* Data lines *

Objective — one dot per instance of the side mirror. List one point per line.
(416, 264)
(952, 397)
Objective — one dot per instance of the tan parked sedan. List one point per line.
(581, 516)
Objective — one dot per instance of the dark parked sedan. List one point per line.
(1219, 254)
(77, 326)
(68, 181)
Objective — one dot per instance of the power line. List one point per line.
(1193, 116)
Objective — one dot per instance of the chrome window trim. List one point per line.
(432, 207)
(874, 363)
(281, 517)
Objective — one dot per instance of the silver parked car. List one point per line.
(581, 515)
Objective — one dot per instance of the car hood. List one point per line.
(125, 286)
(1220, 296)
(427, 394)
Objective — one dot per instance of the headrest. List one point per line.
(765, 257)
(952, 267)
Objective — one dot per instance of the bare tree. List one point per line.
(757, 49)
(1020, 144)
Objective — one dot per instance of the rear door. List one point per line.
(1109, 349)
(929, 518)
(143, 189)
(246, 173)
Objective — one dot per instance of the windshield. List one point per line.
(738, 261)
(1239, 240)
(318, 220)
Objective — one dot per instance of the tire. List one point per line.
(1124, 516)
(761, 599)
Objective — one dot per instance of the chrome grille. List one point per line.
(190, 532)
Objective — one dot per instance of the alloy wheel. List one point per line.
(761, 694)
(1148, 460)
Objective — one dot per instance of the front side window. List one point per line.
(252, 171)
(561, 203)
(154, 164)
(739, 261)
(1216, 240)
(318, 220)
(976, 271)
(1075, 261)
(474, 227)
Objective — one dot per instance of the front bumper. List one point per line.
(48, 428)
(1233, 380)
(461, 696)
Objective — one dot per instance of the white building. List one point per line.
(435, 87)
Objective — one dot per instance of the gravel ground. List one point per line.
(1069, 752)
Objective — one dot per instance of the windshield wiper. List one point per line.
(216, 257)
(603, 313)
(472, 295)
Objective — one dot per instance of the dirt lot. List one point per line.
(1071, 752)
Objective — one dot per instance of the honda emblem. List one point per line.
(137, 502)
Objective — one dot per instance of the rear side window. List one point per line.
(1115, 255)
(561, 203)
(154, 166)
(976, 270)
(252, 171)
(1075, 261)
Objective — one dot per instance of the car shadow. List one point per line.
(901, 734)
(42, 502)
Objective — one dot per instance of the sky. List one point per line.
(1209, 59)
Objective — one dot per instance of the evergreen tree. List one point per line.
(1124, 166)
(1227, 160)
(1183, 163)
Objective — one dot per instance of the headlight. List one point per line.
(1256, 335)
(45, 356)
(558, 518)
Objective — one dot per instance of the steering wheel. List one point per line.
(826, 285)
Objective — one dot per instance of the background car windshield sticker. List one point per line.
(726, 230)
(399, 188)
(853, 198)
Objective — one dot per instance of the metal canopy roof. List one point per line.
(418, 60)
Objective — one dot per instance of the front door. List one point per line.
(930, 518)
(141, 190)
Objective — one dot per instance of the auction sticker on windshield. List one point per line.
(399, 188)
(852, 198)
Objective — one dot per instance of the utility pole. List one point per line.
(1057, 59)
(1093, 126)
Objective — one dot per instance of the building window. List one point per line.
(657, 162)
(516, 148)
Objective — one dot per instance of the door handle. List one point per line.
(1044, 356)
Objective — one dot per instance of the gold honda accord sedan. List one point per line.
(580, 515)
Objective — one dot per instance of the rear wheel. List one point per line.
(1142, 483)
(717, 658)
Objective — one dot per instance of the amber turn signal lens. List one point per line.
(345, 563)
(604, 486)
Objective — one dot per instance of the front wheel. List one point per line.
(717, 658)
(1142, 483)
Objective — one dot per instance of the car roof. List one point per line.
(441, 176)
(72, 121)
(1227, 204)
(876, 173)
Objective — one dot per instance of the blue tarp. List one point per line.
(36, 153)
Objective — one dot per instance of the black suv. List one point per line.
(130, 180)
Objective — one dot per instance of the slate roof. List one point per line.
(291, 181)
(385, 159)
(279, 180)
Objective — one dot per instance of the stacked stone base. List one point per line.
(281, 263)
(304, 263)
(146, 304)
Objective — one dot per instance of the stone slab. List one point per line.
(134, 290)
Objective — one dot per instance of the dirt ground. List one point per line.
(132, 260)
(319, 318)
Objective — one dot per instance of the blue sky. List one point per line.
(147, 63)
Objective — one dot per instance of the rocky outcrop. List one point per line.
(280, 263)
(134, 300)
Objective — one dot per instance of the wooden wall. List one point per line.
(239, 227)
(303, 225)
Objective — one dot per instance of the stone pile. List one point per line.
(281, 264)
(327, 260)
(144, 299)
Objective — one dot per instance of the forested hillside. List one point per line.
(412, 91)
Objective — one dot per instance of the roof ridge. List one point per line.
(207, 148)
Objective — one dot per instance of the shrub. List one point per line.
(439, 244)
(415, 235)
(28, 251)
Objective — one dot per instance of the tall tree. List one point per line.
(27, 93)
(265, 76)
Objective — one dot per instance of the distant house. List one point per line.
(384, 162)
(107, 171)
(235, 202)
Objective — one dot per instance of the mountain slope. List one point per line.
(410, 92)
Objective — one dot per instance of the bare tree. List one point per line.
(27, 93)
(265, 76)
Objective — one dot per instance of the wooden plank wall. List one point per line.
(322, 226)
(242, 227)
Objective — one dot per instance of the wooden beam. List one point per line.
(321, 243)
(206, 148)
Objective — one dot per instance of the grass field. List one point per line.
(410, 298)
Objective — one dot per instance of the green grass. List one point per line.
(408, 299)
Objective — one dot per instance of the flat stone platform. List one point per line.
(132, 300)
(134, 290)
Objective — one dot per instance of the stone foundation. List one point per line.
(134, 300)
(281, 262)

* Given problem *
Arrange the stretch from the first line through the line containing "(1193, 116)" as a Markdown table with the columns Row and Line. Number each row and leave out blank lines.

* Reply to the task *
| Row | Line |
|---|---|
| 1 | Objective — one dot per instance of the side mirror. List one point per line. |
| 2 | (416, 264) |
| 3 | (952, 397) |
| 4 | Objective — one dot per instance of the tan parked sedan. List one point per line. |
| 5 | (581, 516) |
| 6 | Objective — one dot per instance of the dark parked sedan. List one point per line. |
| 7 | (1219, 254) |
| 8 | (77, 326) |
| 9 | (68, 181) |
| 10 | Objective — one dot per instance of the power line. List one point per line. |
| 11 | (1193, 116) |